Please transcribe the data below exactly. Leave the pictures out.

::::

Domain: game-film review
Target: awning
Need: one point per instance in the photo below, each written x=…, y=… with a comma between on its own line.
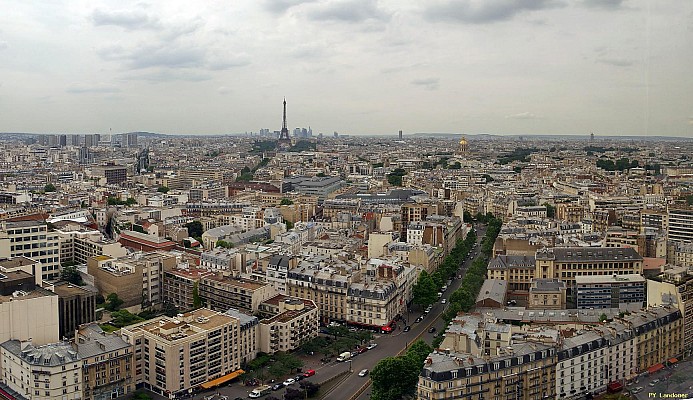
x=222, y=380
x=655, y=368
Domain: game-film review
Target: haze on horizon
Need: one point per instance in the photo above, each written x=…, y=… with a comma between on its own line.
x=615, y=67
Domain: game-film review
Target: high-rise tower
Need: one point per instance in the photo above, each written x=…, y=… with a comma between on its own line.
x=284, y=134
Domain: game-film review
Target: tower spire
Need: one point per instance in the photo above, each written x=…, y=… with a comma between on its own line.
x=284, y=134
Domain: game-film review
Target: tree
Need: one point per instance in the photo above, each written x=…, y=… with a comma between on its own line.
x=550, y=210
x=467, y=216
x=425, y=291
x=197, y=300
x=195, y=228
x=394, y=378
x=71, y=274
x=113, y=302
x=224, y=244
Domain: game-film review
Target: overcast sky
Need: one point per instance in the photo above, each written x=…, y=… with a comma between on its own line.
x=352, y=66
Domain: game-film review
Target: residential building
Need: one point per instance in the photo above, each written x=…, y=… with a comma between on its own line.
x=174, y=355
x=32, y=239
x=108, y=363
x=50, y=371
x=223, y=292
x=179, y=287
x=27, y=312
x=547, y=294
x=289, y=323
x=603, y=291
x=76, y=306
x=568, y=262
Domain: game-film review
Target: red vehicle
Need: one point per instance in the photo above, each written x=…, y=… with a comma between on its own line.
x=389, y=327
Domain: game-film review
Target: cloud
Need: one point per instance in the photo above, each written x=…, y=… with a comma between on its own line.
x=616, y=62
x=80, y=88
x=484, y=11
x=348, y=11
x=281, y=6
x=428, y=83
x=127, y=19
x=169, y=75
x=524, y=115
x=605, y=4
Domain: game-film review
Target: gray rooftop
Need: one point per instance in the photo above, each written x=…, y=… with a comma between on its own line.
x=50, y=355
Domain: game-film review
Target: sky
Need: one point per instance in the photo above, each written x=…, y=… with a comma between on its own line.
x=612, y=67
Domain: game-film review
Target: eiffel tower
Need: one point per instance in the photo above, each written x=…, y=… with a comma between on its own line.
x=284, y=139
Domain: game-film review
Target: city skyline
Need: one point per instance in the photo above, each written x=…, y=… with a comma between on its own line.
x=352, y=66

::::

ANSWER TO THIS EXERCISE:
Domain: game-film review
Target: awning
Need: one point per instance in the photo below, each written x=…, y=… with a comma between on its own line.
x=222, y=380
x=655, y=368
Domain: game-film review
Target: haze on horizon
Need: one point per instance in the photo above, each written x=…, y=… with a comma between on its own line.
x=615, y=67
Domain: game-film review
Target: high-rise tower
Need: one point per instance in the photo above, each written x=…, y=… with a comma between on its own line.
x=284, y=134
Domain: game-film review
Target: tower spire
Need: one point per instance in the photo above, each written x=…, y=… with a comma between on its own line.
x=284, y=134
Domain: game-film review
Target: tree
Need: one point per instance in the photo above, each written x=…, y=… with a comma between on its own line.
x=550, y=210
x=467, y=216
x=425, y=291
x=197, y=300
x=195, y=228
x=394, y=378
x=71, y=274
x=113, y=302
x=224, y=244
Domain: game-film review
Target: overcast sky
Need: one point per instance in the photo above, each written x=…, y=… with a comma between on its own line.
x=352, y=66
Domain: game-film review
Target: residential building
Need: one point per instance in the photo above, each written x=…, y=… with a comma between on its own line.
x=174, y=355
x=32, y=239
x=108, y=363
x=50, y=371
x=223, y=292
x=179, y=287
x=27, y=312
x=547, y=294
x=289, y=323
x=603, y=291
x=76, y=306
x=568, y=262
Domain: game-film review
Target: red vehicle
Need: one point per instance in the photo above, each written x=…, y=… with a comma between on its own line.
x=389, y=327
Domain: game-film review
Target: cloud
Need: one point per instance in the photo above, each written x=…, y=… with a comma between on its own line.
x=616, y=62
x=80, y=88
x=484, y=11
x=348, y=11
x=281, y=6
x=428, y=83
x=127, y=19
x=169, y=75
x=524, y=115
x=605, y=4
Domain: game-film review
Target: gray rooftop
Need: one point per instance in the photo above, each written x=…, y=… with a comma between on its own line.
x=50, y=355
Domain: game-film review
Target: sky
Need: one point per instance in the photo above, each written x=…, y=… with a comma between on its own line.
x=612, y=67
Domain: game-film review
Target: eiffel tower
Need: one point per instance in the photo above, each written x=…, y=… with a comma between on its own line.
x=284, y=139
Domain: game-film review
Target: city skyline
Need: one point per instance in the photo above, each written x=…, y=… with a comma between on its own line.
x=352, y=66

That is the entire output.